Énoncé 1: Modifiez le passage du listing allant de la ligne contenant « of the mulch » jusqu'à celle contenant « pixel 167 283 », bornes comprises : remplacez « mulch bed » par « flower bed » et redonnez ces lignes sans autre changement.
━━ Source
Fictions (Ficciones en espagnol) est un recueil de nouvelles de Jorge Luis Borges paru en 1944.

Tlön Uqbar Orbis Tertius[modifier]

C’est à la conjonction d’un miroir et d’une encyclopédie que je dois la découverte d’Uqbar.
  • Incipit.
  • « Tlön Uqbar Orbis Tertius » (1944), Jorge Luis Borges (trad. Paul Verdevoye), dans Fictions, éd. Gallimard, coll. « Folio », 1994  (ISBN 2-07-036614-6), p. 11


Pour un de ces gnostiques, l’univers visible était une illusion ou (plus précisément) un sophisme. Les miroirs et la paternité sont abominables (mirrors and fatherhood are abominable) parce qu’ils le multiplient et le divulguent.
  • Extrait de l’article Uqbar dans un volume de l’Anglo-American Cyclopœdia de 1917.
  • « Tlön Uqbar Orbis Tertius » (1944), Jorge Luis Borges (trad. Paul Verdevoye), dans Fictions, éd. Gallimard, coll. « Folio », 1994  (ISBN 2-07-036614-6), p. 12


À l’hôtel d’Adrogué, parmi les chèvrefeuilles débordants et dans le fond illusoire des miroirs, persiste quelque souvenir limité et décroissant d’Herbert Ashe, ingénieur des Chemins de fer du Sud. Sa vie durant, il souffrit d’irréalité, comme tant d’Anglais ; mort, il n’est même plus le fantôme qu’il était déjà alors.
  • « Tlön Uqbar Orbis Tertius » (1944), Jorge Luis Borges (trad. Paul Verdevoye), dans Fictions, éd. Gallimard, coll. « Folio », 1994  (ISBN 2-07-036614-6), p. 15


Au début, on crut que Tlön était un pur chaos, une irresponsable licence de l’imagination ; on sait maintenant que c’est un cosmos, et les lois intimes qui le régissent ont été formulées, du moins provisoirement.
  • « Tlön Uqbar Orbis Tertius » (1944), Jorge Luis Borges (trad. Paul Verdevoye), dans Fictions, éd. Gallimard, coll. « Folio », 1994  (ISBN 2-07-036614-6), p. 17


Les métaphysiciens de Tlön ne cherchent pas la vérité ni même la vraisemblance : ils cherchent l’étonnement. Ils jugent que la métaphysique est une branche de la littérature fantastique. Ils savent qu’un système n’est pas autre chose que la subordination de tous les aspects de l’univers à l’un quelconque d’entre eux.
━━━━
Énoncé 2:
Répondez à partir des extraits de Fictions :
(a) En quelle année le recueil a-t-il paru ?
(b) Quelle était la profession d'Herbert Ashe ?
(c) Que cherchent les métaphysiciens de Tlön ?
━━ Données fournies
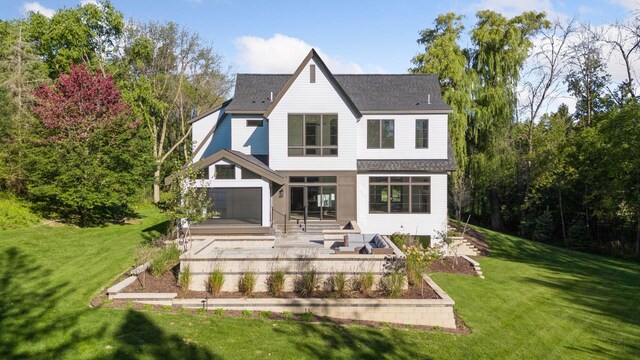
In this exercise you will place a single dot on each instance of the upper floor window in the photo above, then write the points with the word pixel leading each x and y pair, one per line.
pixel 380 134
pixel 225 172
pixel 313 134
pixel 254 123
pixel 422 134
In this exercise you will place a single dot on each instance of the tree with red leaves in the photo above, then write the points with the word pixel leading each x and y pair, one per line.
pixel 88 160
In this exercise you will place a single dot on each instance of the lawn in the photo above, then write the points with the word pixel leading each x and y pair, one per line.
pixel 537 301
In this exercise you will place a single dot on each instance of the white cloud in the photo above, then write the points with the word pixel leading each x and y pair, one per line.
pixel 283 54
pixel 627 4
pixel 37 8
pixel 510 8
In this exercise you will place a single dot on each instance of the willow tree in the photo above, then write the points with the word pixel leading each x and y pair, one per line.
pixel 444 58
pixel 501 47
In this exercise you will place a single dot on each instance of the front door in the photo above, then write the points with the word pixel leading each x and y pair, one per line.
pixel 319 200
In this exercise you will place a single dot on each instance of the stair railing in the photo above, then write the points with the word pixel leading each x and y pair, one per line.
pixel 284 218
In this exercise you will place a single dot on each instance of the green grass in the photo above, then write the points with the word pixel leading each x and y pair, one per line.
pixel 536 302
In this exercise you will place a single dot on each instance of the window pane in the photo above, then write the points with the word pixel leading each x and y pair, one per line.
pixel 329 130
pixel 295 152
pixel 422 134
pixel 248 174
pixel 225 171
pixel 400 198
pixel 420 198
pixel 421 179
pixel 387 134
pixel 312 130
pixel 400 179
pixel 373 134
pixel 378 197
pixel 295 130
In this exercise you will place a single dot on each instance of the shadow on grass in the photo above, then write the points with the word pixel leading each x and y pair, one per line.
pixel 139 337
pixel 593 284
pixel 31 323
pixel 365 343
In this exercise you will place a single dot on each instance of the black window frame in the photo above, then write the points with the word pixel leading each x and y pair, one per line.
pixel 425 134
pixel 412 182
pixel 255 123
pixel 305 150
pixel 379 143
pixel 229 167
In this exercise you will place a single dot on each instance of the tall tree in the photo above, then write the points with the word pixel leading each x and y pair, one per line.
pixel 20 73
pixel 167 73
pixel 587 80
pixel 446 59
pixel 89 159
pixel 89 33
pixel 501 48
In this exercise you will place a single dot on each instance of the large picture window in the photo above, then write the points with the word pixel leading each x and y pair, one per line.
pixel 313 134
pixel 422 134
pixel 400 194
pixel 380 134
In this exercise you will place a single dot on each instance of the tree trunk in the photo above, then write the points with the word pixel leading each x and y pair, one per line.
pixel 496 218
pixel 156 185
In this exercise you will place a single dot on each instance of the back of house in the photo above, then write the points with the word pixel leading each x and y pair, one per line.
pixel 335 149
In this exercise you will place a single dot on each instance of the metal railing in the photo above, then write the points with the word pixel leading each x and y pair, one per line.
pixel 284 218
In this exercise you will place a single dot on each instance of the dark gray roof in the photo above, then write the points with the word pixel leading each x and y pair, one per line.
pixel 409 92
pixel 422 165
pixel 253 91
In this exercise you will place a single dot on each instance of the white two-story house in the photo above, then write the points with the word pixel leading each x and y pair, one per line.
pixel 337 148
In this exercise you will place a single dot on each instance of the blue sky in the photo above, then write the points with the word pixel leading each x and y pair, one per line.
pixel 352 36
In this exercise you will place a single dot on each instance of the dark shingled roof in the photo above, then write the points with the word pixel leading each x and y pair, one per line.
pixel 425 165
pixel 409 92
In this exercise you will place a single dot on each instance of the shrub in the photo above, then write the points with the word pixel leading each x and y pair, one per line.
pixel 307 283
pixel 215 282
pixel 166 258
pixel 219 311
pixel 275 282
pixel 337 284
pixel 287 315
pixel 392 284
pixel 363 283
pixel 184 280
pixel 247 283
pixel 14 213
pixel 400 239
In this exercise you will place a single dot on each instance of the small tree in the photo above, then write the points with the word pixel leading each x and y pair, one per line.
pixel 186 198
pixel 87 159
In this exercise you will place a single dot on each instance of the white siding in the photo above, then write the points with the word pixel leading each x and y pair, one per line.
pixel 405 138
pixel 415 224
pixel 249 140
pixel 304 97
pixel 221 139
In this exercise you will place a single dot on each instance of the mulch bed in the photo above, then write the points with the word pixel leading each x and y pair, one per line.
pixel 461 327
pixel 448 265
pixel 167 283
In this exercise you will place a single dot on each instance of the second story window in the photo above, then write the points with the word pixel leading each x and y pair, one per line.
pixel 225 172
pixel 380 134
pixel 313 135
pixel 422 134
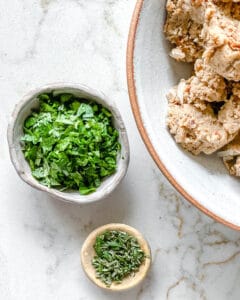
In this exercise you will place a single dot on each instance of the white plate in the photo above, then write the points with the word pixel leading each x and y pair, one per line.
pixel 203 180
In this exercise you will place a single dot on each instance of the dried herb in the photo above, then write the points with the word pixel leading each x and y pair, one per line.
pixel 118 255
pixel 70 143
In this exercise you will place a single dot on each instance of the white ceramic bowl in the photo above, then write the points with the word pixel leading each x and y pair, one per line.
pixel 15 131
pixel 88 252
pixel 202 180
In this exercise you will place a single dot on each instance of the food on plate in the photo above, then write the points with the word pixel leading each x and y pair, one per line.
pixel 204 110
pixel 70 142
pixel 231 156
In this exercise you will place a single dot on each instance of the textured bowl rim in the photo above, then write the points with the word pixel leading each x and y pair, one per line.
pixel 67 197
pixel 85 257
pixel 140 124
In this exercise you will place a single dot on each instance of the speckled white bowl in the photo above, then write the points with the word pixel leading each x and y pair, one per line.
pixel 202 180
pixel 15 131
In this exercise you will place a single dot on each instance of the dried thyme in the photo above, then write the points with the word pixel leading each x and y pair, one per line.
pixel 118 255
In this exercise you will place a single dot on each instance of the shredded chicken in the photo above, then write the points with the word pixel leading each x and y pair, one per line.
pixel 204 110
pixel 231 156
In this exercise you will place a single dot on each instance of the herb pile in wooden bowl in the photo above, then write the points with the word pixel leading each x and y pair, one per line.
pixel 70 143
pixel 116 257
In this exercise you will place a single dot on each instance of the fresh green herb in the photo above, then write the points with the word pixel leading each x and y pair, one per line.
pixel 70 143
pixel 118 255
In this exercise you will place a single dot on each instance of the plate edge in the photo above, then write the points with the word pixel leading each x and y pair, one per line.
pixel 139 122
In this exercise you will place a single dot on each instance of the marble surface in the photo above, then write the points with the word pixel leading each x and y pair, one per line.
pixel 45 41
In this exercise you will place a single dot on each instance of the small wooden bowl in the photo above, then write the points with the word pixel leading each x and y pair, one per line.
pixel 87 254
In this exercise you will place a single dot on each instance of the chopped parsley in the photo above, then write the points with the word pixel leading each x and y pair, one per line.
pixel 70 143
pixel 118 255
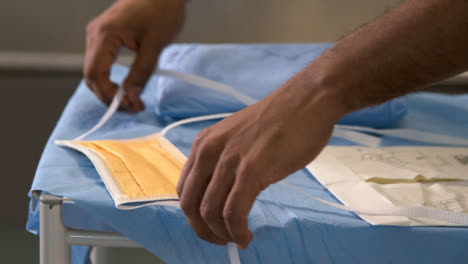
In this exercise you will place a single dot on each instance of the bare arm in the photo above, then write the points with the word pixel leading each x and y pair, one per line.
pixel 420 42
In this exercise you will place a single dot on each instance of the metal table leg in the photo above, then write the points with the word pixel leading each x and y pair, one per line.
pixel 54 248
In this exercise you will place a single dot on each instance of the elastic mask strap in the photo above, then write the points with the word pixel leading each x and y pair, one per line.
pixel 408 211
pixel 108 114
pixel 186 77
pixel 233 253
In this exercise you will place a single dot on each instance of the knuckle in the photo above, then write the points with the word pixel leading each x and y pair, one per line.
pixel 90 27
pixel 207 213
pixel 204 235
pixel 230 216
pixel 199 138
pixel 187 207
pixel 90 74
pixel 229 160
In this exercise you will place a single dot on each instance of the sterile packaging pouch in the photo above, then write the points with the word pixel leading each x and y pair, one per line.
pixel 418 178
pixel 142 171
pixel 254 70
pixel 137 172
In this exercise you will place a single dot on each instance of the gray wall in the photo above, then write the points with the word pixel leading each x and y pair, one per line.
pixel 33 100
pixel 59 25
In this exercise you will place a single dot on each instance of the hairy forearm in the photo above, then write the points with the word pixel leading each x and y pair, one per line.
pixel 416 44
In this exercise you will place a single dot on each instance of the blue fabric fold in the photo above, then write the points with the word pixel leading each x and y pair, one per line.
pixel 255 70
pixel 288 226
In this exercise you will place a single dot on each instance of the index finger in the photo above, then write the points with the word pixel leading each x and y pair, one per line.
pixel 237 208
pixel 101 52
━━━━
Corrigé 1:
In this exercise you will place a single dot on each instance of the flower bed in the photo above, then write the points with the word pixel leading each x and y pair, one per line.
pixel 461 327
pixel 448 265
pixel 167 283

Corrigé 2:
(a) En 1944.
(b) Il était ingénieur des Chemins de fer du Sud.
(c) Ils cherchent l'étonnement.